#### [Ausgangstext]
------------------------------------------------------------------------
Das beste Kitzbühel aller Zeiten im TV

Dominic Thiem und Co. bewegten übrigens auch im TV: Quotentechnisch ist es das beste Kitzbühel aller Zeiten – Servus TV konnte in dieser Woche nämlich die Rekordquoten aus 2019 sogar noch übertreffen. Knapp 340.000 verfolgten beispielsweise im Durchschnitt das Halbfinale.

Generali Open Kitzbühel 2024: 20. bis 27. Juli

Im nächsten Jahr findet das Generali Open Kitzbühel in der Woche vor dem Olympischen Tennisturnier in Paris statt (20. bis 27. Juli 2024), bei dem gleichfalls auf Sand gespielt wird. Die Erinnerungen ans Jahr 1992 werden wach, als neben Thomas Muster auch der Weltranglistenerste Pete Sampras und Jim Courier in der Gamsstadt ihre Generalprobe für Barcelona absolvierten. Deshalb hegen die Veranstalter die Hoffnung, dass der eine oder andere Topspieler das Generali Open Kitzbühel im nächsten Jahr als unmittelbare Vorbereitung auf Olympia nützt.
------------------------------------------------------------------------
#### [Aufgabe A]
Zähle alle Tennisspieler auf, die der Text über das Generali Open Kitzbühel beim Namen nennt.
Der Text und die Datensätze haben inhaltlich nichts miteinander zu tun.
------------------------------------------------------------------------
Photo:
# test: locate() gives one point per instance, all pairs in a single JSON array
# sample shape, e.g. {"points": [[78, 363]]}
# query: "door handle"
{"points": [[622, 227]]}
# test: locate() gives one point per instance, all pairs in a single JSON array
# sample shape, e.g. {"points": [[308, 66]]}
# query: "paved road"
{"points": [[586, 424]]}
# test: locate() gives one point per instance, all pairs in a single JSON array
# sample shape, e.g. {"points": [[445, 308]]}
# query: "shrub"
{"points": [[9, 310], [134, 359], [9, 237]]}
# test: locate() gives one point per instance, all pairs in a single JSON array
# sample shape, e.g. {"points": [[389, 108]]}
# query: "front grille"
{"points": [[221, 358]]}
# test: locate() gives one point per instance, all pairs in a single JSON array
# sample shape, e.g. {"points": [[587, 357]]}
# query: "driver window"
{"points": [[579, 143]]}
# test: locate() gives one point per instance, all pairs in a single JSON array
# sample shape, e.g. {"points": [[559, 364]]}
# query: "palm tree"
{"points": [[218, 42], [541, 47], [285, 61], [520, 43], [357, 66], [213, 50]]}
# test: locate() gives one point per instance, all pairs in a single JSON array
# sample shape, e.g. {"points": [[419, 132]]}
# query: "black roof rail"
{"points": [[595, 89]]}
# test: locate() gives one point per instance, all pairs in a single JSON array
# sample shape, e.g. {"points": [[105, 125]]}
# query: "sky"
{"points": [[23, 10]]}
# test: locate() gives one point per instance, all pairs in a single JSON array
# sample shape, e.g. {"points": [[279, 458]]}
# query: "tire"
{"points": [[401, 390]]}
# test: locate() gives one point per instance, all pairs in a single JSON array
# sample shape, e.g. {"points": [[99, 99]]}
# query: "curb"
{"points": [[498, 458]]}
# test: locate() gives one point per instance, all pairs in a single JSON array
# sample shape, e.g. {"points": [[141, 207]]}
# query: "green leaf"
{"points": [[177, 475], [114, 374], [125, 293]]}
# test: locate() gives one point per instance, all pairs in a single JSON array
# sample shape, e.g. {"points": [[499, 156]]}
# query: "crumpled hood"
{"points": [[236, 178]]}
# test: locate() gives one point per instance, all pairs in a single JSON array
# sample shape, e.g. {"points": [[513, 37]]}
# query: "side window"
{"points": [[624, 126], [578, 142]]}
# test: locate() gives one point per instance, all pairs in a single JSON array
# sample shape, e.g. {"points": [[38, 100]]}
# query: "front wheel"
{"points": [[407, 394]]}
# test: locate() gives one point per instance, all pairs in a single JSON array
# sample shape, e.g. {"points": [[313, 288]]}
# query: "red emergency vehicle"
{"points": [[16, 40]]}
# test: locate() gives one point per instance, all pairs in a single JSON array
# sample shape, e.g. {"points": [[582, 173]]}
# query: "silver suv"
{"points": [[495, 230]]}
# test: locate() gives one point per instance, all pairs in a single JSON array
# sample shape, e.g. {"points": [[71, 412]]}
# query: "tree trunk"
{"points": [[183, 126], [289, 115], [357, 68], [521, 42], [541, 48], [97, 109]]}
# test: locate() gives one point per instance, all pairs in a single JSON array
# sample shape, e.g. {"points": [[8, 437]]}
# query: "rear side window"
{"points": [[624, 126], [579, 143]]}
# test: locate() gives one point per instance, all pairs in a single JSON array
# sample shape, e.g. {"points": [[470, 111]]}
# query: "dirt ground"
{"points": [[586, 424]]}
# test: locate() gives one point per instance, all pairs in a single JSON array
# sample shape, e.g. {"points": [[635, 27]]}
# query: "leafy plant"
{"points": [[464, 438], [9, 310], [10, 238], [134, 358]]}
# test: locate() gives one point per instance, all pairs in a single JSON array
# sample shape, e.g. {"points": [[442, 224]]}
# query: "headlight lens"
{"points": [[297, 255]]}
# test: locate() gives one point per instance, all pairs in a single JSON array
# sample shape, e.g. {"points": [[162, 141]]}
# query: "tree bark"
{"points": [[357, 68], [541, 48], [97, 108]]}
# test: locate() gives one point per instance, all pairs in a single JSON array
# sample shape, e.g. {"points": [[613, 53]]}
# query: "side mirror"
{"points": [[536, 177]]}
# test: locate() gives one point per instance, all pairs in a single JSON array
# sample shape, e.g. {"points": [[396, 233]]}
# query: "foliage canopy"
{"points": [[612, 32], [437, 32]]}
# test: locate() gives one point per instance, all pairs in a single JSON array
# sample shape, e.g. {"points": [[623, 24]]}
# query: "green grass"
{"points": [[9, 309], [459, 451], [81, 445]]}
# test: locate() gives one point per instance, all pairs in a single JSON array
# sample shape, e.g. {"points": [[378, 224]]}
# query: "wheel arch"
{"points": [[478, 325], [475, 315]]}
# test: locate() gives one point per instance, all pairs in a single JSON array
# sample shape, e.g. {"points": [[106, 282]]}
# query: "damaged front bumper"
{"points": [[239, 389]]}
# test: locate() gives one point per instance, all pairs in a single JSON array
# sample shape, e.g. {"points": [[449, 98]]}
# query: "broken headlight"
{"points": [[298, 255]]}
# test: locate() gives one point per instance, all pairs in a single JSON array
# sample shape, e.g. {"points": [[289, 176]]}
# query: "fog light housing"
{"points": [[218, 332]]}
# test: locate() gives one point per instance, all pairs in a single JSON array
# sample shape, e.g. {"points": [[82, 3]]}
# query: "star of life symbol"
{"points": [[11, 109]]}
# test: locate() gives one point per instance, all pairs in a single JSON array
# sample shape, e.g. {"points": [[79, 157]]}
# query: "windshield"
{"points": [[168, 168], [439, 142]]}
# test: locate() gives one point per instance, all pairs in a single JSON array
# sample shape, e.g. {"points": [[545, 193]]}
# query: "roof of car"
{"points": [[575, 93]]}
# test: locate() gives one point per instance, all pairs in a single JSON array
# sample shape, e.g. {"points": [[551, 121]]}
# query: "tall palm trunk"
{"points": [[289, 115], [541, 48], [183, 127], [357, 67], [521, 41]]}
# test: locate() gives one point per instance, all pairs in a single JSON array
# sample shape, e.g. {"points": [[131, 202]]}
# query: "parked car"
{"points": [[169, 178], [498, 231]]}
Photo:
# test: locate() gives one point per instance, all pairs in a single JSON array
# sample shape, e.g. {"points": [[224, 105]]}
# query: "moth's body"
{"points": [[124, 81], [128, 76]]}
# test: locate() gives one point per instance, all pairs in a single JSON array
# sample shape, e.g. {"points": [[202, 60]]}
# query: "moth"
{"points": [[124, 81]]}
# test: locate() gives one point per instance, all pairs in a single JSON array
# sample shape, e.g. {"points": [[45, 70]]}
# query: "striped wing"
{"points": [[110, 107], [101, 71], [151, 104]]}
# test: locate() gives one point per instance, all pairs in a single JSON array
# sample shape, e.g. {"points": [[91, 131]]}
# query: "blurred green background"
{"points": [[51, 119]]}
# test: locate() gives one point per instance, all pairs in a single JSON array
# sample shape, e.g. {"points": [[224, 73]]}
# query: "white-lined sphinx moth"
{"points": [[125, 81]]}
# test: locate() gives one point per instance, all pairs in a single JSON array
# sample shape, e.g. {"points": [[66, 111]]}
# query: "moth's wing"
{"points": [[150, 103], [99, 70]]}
------------------------------------------------------------------------
#### [Aufgabe B]
Wähle aus den Datensätzen jede Zeile aus, in der die Zeichenfolge "front" vorkommt.

#### [Vollständige Antwort A]
Dominic Thiem, Thomas Muster, Pete Sampras, Jim Courier

#### [Vollständige Antwort B]
# query: "front grille"
# query: "front wheel"
# query: "damaged front bumper"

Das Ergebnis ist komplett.